Scale the records below: write out every line again, requests included, but multiply each polygon coordinate in the answers by 0.7 and round to the nearest whole number, with halves rounded up. Keep the requests unchanged and omit the pictures.

## START

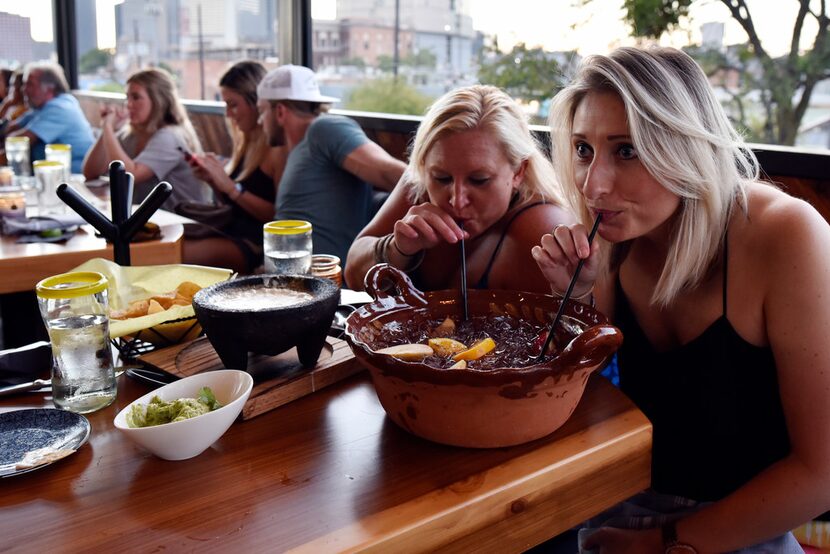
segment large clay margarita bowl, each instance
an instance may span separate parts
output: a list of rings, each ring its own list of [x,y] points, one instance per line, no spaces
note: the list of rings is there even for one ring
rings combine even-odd
[[[385,292],[384,283],[391,283],[397,294]],[[423,293],[406,274],[386,264],[369,270],[366,290],[375,301],[349,316],[349,343],[368,366],[388,416],[407,431],[439,443],[500,447],[552,433],[573,413],[591,372],[622,344],[622,333],[601,313],[569,302],[564,319],[572,332],[564,337],[566,346],[557,357],[521,368],[438,369],[379,354],[376,344],[384,326],[393,322],[460,319],[460,292]],[[468,298],[471,317],[507,314],[543,326],[550,325],[559,304],[551,296],[514,291],[470,290]]]
[[[301,293],[307,298],[269,307],[275,291]],[[240,295],[245,302],[235,302]],[[313,367],[339,301],[340,289],[328,279],[256,275],[200,290],[193,297],[193,310],[227,368],[245,370],[249,352],[276,356],[294,346],[300,363]]]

## END

**Task result:**
segment large clay margarita bowl, each instance
an instance may span separate parts
output: a list of rings, each ring its own list of [x,y] points, one instance per line, no spaces
note: the list of rings is there even for one ring
rings combine even-odd
[[[270,204],[269,198],[274,198],[278,206]],[[296,205],[284,192],[270,185],[258,189],[256,203],[263,211],[244,221],[244,240],[258,256],[272,291],[285,302],[307,310],[350,313],[386,303],[401,289],[414,260],[435,241],[435,233],[421,219],[398,211],[395,223],[400,232],[395,236],[396,242],[390,250],[365,258],[307,258],[265,248],[263,241],[269,228],[275,225],[322,223],[322,204]],[[328,209],[330,222],[355,220],[380,228],[385,228],[391,213],[386,207],[360,204],[329,203]]]
[[[211,205],[215,209],[188,215],[193,204]],[[168,207],[172,211],[165,211]],[[219,257],[237,211],[238,202],[230,195],[179,193],[140,203],[135,208],[135,217],[159,258],[172,259],[174,246],[193,249],[206,242],[210,254]]]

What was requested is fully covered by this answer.